TASK BRIEF:
Reproduce the article below on British personal debt word for word, from its headline to its final sentence.

DOCUMENT EXTRACT:
▼
For the first time, Britons' personal debt exceeds Britain's GDP
http://money.independent.co.uk/personal_finance/loans_credit/article28 91207.ece

Another worrying milestone on a nation's journey deeper into debt
By Martin Hickman, Consumer Affairs Correspondent
Published: 24 August 2007

Britons have racked up so much debt on loans and credit cards that the total borrowed now exceeds the entire value of the economy, new research shows today. The financial consultant Grant Thornton is forecasting that gross domestic product (GDP) will hit £1.33 trillion this year, less than the £1.35trn which was outstanding on mortgages, credit cards and personal loans in June.

The symbolic overtaking is the first time that the country's 60 million people owe more to the banks than the value of everything made by every office and factory in the country. It prompted a warning that personal borrowing was so out of control that many more people would be pushed over the "financial edge". The runaway housing market is the biggest reason why consumer debt has spiralled, totalling £1.131trn. Debt on personal loans and credit cards totals £214bn. Overall, individuals owe the staggering sum of £1,344,721,000,000.

Grant Thornton ascribed the level of borrowings to a "buy now, pay later" culture and warned that interest rate rises could impose a significant burden on families and individuals. "Fortunately, most consumer debt is secured and can be repaid over several years otherwise we would be technically bankrupt," its chief economist, Stephen Gifford, said.

The research further darkens the storm clouds gathering over the British economy. Repossessions, personal insolvencies and debt judgments have all risen by about a third in the past year as borrowers have struggled to cope with the impact of five rate rises in a year.

Yesterday the financial website moneyexpert.com suggested that 2.5 million people were "very concerned" about their personal financial situation.

In the United States, the sudden failure of the poor to repay home loans in recent months has sparked a "sub-prime" crisis that has spooked the financial markets and wiped billions of pounds off share prices.

Responding to the latest figures, the Bank of England predicted debts would remain a "social" rather than an "economic" problem, indicating it believes indebtedness will be contained to individuals rather than threaten businesses.
▲
DATA EXTRACT:
▼
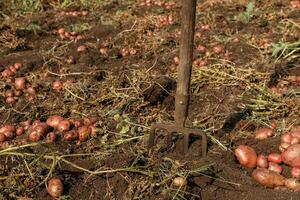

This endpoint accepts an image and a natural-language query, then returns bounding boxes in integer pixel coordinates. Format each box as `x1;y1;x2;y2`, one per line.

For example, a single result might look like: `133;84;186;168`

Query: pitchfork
▲
ANSWER TO THIS EXERCISE:
For the first time, Britons' personal debt exceeds Britain's GDP
http://money.independent.co.uk/personal_finance/loans_credit/article28 91207.ece

Another worrying milestone on a nation's journey deeper into debt
By Martin Hickman, Consumer Affairs Correspondent
Published: 24 August 2007

Britons have racked up so much debt on loans and credit cards that the total borrowed now exceeds the entire value of the economy, new research shows today. The financial consultant Grant Thornton is forecasting that gross domestic product (GDP) will hit £1.33 trillion this year, less than the £1.35trn which was outstanding on mortgages, credit cards and personal loans in June.

The symbolic overtaking is the first time that the country's 60 million people owe more to the banks than the value of everything made by every office and factory in the country. It prompted a warning that personal borrowing was so out of control that many more people would be pushed over the "financial edge". The runaway housing market is the biggest reason why consumer debt has spiralled, totalling £1.131trn. Debt on personal loans and credit cards totals £214bn. Overall, individuals owe the staggering sum of £1,344,721,000,000.

Grant Thornton ascribed the level of borrowings to a "buy now, pay later" culture and warned that interest rate rises could impose a significant burden on families and individuals. "Fortunately, most consumer debt is secured and can be repaid over several years otherwise we would be technically bankrupt," its chief economist, Stephen Gifford, said.

The research further darkens the storm clouds gathering over the British economy. Repossessions, personal insolvencies and debt judgments have all risen by about a third in the past year as borrowers have struggled to cope with the impact of five rate rises in a year.

Yesterday the financial website moneyexpert.com suggested that 2.5 million people were "very concerned" about their personal financial situation.

In the United States, the sudden failure of the poor to repay home loans in recent months has sparked a "sub-prime" crisis that has spooked the financial markets and wiped billions of pounds off share prices.

Responding to the latest figures, the Bank of England predicted debts would remain a "social" rather than an "economic" problem, indicating it believes indebtedness will be contained to individuals rather than threaten businesses.